■ Document segment:
When the novel coronavirus pandemic struck in 2020, it delivered an array of unforeseen hardships including shutdowns, unemployment and overburdened hospitals in communities across the world.
Athens-Clarke County, however, had a head start in reacting to its community’s needs, thanks to an ongoing research project from the University of Georgia’s College of Public Health. The Athens Wellbeing Project (AWP), which surveyed local residents in 2016 and 2018, provided detailed data and analysis at the neighborhood level that allowed community leaders and institutions to deal with variables ranging from food insecurity to vaccination outreach to WiFi distribution for its citizens in need.
“The data wouldn’t have been available before AWP, and the capacity to analyze that data and get it to those partners quickly was also made possible because of the researchers on our team,” said Grace Bagwell Adams, an associate professor in the College of Public Health who started the Athens Wellbeing Project in 2015 as its lead investigator. “The pandemic has made it especially clear for our community stakeholders how useful the data can be. We have applied it multiple times in the context of food security and emergency food distribution and other areas.”
Kelly Girtz, mayor of Athens-Clarke County, concurs.
“We already knew where those challenge areas were, so we didn’t have to reinvent the wheel in the midst of a crisis,” Girtz said of the household data provided in two previous AWP surveys. “We already knew where deficits were.”

■ Listed entries:
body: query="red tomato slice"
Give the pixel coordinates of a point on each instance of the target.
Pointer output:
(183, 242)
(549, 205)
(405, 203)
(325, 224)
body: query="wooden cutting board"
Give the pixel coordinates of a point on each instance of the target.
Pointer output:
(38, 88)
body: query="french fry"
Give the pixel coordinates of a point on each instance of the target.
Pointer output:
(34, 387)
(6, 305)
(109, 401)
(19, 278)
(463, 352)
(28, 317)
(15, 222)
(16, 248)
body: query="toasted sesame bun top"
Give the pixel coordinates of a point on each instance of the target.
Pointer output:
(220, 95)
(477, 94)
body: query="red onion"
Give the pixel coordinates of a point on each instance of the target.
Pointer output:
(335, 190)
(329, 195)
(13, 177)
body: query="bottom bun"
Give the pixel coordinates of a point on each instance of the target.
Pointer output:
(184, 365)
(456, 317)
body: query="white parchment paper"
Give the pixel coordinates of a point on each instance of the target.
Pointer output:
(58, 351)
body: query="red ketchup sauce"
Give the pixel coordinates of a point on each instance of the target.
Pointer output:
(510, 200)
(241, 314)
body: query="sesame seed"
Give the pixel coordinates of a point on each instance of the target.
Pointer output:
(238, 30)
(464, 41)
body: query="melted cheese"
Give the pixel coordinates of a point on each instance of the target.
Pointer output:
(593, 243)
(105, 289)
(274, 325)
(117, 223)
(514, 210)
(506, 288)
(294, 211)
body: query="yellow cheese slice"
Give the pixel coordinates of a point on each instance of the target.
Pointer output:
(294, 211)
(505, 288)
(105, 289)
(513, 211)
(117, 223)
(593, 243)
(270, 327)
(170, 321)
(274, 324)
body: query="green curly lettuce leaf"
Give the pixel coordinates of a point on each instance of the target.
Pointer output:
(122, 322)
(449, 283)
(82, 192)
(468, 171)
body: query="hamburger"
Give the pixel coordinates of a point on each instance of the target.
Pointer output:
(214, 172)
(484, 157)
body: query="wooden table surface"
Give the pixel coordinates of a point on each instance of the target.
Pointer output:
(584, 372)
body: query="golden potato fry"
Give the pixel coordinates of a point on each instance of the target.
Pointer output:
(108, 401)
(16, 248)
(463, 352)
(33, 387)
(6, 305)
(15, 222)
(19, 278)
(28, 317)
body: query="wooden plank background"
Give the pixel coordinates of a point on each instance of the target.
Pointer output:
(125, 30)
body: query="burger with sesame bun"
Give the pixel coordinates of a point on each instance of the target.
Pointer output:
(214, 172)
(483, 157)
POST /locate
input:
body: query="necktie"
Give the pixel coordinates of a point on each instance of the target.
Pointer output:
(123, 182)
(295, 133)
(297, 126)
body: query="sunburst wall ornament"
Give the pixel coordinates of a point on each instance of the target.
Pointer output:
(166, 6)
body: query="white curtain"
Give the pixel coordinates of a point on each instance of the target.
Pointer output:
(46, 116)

■ What you have to do:
According to the article on the Athens Wellbeing Project, in which years did the project survey local residents?

■ Written response:
2016 and 2018